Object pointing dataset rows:
## begin
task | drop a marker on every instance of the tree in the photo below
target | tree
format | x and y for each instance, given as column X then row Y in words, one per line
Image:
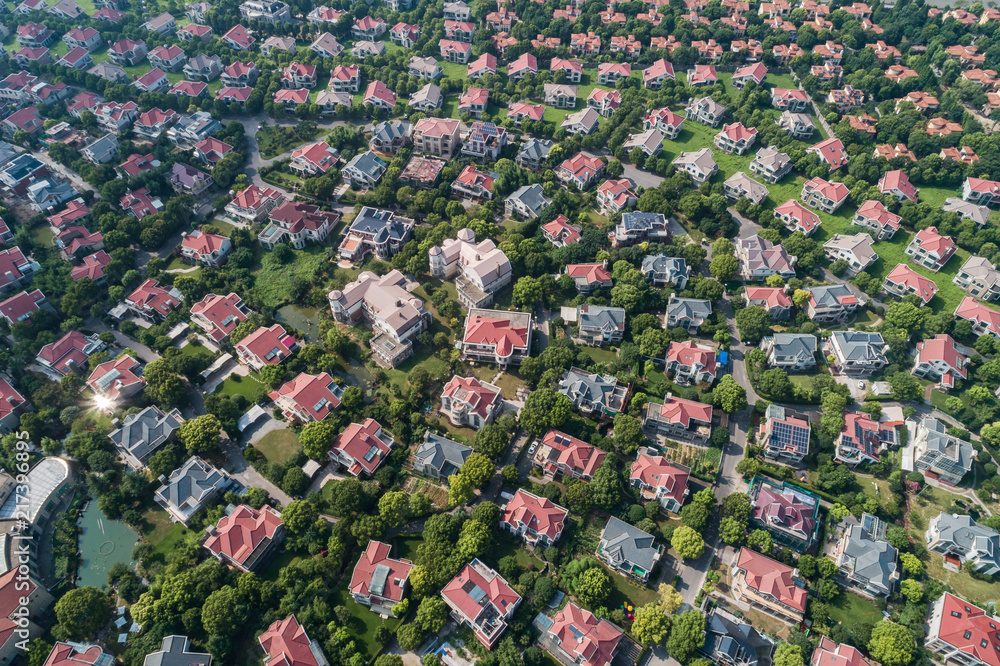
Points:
column 651, row 624
column 788, row 655
column 394, row 508
column 753, row 323
column 891, row 644
column 81, row 613
column 200, row 435
column 912, row 590
column 317, row 438
column 729, row 395
column 670, row 599
column 687, row 543
column 687, row 634
column 593, row 587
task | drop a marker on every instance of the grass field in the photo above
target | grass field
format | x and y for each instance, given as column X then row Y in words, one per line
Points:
column 278, row 445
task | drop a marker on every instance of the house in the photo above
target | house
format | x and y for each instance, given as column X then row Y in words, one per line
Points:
column 199, row 247
column 537, row 520
column 365, row 170
column 798, row 125
column 378, row 581
column 495, row 336
column 253, row 204
column 660, row 480
column 362, row 447
column 679, row 419
column 770, row 164
column 830, row 151
column 560, row 95
column 668, row 123
column 700, row 165
column 825, row 195
column 436, row 136
column 582, row 122
column 189, row 488
column 734, row 642
column 784, row 437
column 143, row 434
column 903, row 280
column 527, row 202
column 117, row 380
column 299, row 223
column 594, row 395
column 705, row 110
column 599, row 325
column 218, row 315
column 856, row 250
column 940, row 455
column 866, row 563
column 581, row 638
column 467, row 401
column 930, row 249
column 381, row 232
column 962, row 540
column 760, row 258
column 979, row 278
column 265, row 346
column 740, row 185
column 858, row 353
column 628, row 550
column 439, row 457
column 791, row 351
column 245, row 538
column 898, row 184
column 662, row 270
column 482, row 599
column 690, row 363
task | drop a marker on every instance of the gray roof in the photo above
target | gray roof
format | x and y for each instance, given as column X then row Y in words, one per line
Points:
column 175, row 651
column 531, row 196
column 794, row 344
column 143, row 433
column 689, row 308
column 623, row 542
column 368, row 163
column 860, row 346
column 874, row 559
column 442, row 454
column 601, row 317
column 190, row 484
column 536, row 150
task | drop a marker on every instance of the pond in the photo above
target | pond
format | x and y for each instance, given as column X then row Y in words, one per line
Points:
column 103, row 543
column 303, row 320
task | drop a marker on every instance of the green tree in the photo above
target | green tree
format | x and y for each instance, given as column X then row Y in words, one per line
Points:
column 687, row 543
column 891, row 644
column 651, row 625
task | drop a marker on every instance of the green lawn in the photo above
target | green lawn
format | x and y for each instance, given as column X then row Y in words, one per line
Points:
column 278, row 445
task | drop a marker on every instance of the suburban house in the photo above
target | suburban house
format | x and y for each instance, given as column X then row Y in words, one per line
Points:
column 141, row 435
column 866, row 561
column 961, row 540
column 479, row 597
column 470, row 402
column 660, row 480
column 628, row 550
column 537, row 520
column 559, row 454
column 439, row 457
column 768, row 586
column 189, row 488
column 245, row 538
column 378, row 581
column 362, row 447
## end
→ REQUIRED WORK
From the line holding "tree in the photo above" to the last line of the records, quote each line exactly and add nothing.

→ SOLUTION FOR THIS PROBLEM
task | drop a marker on every instance of the green tree in the photo above
target | green tree
format | x and y for each instance, given as column X then row Y in words, one per line
Points:
column 687, row 543
column 891, row 644
column 651, row 625
task | drop a marker on every instance of the green lawn in the photo above
target | green lawn
format | x and y for each instance, given as column X then row Y in words, one per line
Points:
column 278, row 445
task | drop a marker on every instance of the suburban house in the photo above
target | suburban house
format | x and y for each instance, given as column X then row Y in words, one per line
Points:
column 141, row 435
column 866, row 561
column 961, row 540
column 479, row 597
column 470, row 402
column 660, row 480
column 628, row 550
column 537, row 520
column 559, row 454
column 439, row 457
column 768, row 586
column 189, row 488
column 245, row 538
column 378, row 581
column 362, row 447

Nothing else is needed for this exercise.